LISTED ENTRIES Start Marker
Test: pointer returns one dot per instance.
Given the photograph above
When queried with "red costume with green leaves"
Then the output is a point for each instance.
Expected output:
LISTED ENTRIES End Marker
Your answer must consist only of the lines from the one containing "Then the output is a point for each instance." through the last line of the data above, both included, exactly as written.

### EXERCISE RESPONSE
Then the output is a point for each instance.
Expected output:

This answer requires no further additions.